_What you will do_:
Make an exact copy of the entries below.

....

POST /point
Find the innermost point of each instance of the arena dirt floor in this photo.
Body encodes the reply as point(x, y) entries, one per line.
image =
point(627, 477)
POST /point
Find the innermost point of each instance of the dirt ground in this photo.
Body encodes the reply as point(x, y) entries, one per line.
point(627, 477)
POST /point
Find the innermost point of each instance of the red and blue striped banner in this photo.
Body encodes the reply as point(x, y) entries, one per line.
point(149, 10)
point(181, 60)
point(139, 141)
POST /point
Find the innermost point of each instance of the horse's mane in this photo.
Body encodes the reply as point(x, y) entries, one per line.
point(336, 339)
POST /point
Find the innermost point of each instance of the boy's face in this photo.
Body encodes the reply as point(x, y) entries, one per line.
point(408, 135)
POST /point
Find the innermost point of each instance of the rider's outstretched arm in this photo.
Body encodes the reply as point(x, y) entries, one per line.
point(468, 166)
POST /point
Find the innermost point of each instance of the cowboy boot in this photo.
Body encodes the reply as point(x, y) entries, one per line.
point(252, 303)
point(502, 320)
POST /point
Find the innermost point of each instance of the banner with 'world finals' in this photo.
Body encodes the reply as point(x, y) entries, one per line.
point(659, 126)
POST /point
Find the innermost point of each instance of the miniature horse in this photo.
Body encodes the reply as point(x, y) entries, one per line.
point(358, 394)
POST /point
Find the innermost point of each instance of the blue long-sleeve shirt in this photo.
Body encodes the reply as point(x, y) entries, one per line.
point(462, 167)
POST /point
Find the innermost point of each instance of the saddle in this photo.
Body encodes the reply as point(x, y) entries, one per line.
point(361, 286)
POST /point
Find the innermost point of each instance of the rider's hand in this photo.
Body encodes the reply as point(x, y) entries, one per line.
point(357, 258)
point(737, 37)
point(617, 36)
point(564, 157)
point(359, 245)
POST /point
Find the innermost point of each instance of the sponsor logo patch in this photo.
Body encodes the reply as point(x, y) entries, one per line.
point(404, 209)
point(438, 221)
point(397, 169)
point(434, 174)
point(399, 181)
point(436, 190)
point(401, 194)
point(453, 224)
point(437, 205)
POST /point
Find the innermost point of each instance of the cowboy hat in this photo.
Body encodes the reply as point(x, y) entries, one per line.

....

_Task response_:
POST /point
Find the innermost point of each instance of the arena dirt floor in this photo.
Body encodes the reply as point(x, y) entries, one per line.
image =
point(627, 477)
POST /point
Find the innermost point of each instance of the dirt ground in this photo.
Body encodes the reply as point(x, y) entries, one per line.
point(627, 477)
POST /point
Find the innermost point of each instance of the red and blue striped banner in this photo.
Body encodes the reply as point(x, y) entries, one per line.
point(149, 10)
point(181, 60)
point(139, 141)
POST /point
Find the innermost point of each instance of the horse's mane in this photo.
Body encodes the reply as point(x, y) entries, one per line.
point(336, 339)
POST /point
Find the innermost point of each instance of the boy's face in this photo.
Body encodes the reply as point(x, y) entries, one per line.
point(408, 135)
POST /point
Find the innermost point of each instance of the rider's outstretched arm in this photo.
Body encodes the reply as point(x, y) entries, one per line.
point(468, 166)
POST /point
Find the innermost point of each instance of the cowboy boot in this photo.
Body encodes the reply as point(x, y) entries, one per line.
point(252, 303)
point(502, 320)
POST /point
Find the innermost point of each instance of the banner with 'world finals' in this photo.
Body encodes the reply as point(x, y) entries, one per line.
point(659, 126)
POST /point
Find the innermost point of each instance of the miniature horse in this photo.
Body encodes the reply as point(x, y) entries, one per line.
point(358, 394)
POST /point
Find the innermost point of each instance of the blue long-sleeve shirt in this photo.
Body encodes the reply as point(x, y) entries, one per line.
point(462, 167)
POST /point
Find the innermost point of each instance of the saddle in this photo.
Body encodes the reply as point(x, y) entries, one per line.
point(361, 286)
POST /point
Find the innermost point of each instance of the rider's hand in this photo.
Body encodes the reply as point(x, y) entries, one per line.
point(357, 258)
point(737, 37)
point(617, 36)
point(564, 157)
point(359, 245)
POST /point
Find the innermost point of each instance of the sponsor logo patch in this photo.
Body encodes the reply as point(x, y) entries, one per line.
point(404, 209)
point(438, 221)
point(397, 169)
point(434, 174)
point(399, 181)
point(436, 190)
point(401, 194)
point(453, 224)
point(437, 205)
POST /point
Find the innermost point of each instance of the cowboy hat in this photo.
Body encodes the reply as point(x, y) entries, one per line.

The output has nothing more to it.